**Dane wejściowe**
----

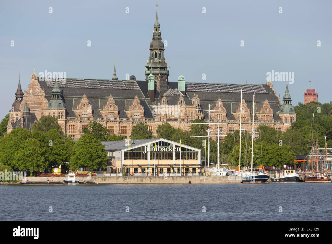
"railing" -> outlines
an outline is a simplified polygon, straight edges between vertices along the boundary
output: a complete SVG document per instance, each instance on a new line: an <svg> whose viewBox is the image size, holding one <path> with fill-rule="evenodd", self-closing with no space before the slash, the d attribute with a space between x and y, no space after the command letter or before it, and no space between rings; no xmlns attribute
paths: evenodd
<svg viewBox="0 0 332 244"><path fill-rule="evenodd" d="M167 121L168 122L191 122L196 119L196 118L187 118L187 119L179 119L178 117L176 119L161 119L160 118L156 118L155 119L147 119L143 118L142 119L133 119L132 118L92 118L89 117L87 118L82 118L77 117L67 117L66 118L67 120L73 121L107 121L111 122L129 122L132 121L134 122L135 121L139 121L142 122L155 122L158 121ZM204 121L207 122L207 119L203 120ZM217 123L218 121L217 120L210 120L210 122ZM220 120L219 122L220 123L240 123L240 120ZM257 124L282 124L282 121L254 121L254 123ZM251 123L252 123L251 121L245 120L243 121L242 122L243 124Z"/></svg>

----

**Ćwiczenie**
Powtórz bez zmian wszystkie wiersze z pozycji powyżej, pomijając obrazy.

**Odpowiedź**
"railing" -> outlines
an outline is a simplified polygon, straight edges between vertices along the boundary
output: a complete SVG document per instance, each instance on a new line: an <svg> whose viewBox is the image size, holding one <path> with fill-rule="evenodd", self-closing with no space before the slash, the d attribute with a space between x and y, no space after the command letter or before it, and no space between rings; no xmlns attribute
paths: evenodd
<svg viewBox="0 0 332 244"><path fill-rule="evenodd" d="M167 121L168 122L191 122L196 119L196 118L187 118L187 119L179 119L178 117L176 119L161 119L160 118L156 118L155 119L147 119L143 118L142 119L133 119L132 118L92 118L89 117L87 118L82 118L77 117L67 117L66 118L67 120L73 121L107 121L111 122L129 122L132 121L134 122L135 121L139 121L142 122L155 122L158 121ZM204 121L207 122L207 119L203 120ZM217 123L218 121L217 120L210 120L210 122ZM220 120L219 122L220 123L240 123L240 120ZM257 124L282 124L282 121L254 121L254 123ZM251 123L252 123L251 121L245 120L243 121L242 122L243 124Z"/></svg>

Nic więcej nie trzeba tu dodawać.